*Task directions*. Rescale the rows below, from the line containing "TARGET = yellow front end of locomotive" through the end of the rows, both ends included. Reproduce every line, requests included, but multiply each coordinate in the answers by 1.75 and round it to a whole number, with halves rounded up; give only these lines.
─── Data for the task
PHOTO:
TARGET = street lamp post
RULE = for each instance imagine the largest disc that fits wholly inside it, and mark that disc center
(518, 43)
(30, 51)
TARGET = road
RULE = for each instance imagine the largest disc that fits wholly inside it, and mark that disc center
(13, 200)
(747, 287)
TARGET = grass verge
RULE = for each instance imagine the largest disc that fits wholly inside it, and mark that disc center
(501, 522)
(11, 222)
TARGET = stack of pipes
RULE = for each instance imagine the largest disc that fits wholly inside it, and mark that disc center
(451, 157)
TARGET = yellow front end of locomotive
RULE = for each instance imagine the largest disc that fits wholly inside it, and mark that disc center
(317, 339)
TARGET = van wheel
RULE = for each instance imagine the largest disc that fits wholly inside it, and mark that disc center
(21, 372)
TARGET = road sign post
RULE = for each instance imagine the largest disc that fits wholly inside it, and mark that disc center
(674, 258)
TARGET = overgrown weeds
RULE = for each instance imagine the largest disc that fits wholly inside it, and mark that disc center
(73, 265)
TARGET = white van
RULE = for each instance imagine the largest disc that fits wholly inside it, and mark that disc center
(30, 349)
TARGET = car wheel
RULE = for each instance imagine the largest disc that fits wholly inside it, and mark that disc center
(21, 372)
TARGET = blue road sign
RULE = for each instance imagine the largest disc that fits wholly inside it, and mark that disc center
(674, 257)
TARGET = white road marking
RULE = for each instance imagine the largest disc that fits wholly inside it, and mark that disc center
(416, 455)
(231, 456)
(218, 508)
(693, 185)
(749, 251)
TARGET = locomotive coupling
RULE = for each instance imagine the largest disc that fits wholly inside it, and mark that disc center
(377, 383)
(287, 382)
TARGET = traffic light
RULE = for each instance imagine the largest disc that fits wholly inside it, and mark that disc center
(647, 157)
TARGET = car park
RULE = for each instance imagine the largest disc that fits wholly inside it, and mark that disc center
──────
*Result*.
TARGET = yellow front end of locomotive
RULE = for each instance imagine the largest disc that fits wholly inside it, and mark that disc center
(555, 593)
TARGET = van wheel
RULE = for each instance imagine the largest disc that fits wholly inside it, and mark that disc center
(37, 651)
TARGET = road sign post
RULE = for each instance imagine the largest disc that fits wholly inside it, and mark that disc center
(1180, 452)
TARGET = overgrown weeds
RULE = for each instance imagine the largest disc that fits wholly inside it, and mark that disc center
(128, 464)
TARGET = white van
RULE = for each instance imagine the largest disc that fits wholly inside it, and mark that disc center
(53, 611)
TARGET = car wheel
RULE = for each instance imagine the largest disc that fits wholly inside it, and mark that disc center
(37, 651)
TARGET = blue road sign
RULE = for each instance imagine the largest disc that fits wholly inside it, and mark that disc center
(1180, 450)
TARGET = white road marking
RULE = for each instance imagine the largest disc that fits wholly inside it, and mark that disc center
(728, 796)
(404, 798)
(382, 889)
(1213, 324)
(1311, 439)
TARGET = locomotive coupling
RULE = for each instance imagine the largest disc that fits wholly inside it, and mark that disc center
(660, 670)
(502, 669)
TARGET = traffic light
RULE = for each instance imagine the largest disc that fits wholly inside it, and mark that disc center
(1132, 275)
TARGET = car park
RULE = for each instance imagine the largest disc that fits wholly inside it, and mark that disc center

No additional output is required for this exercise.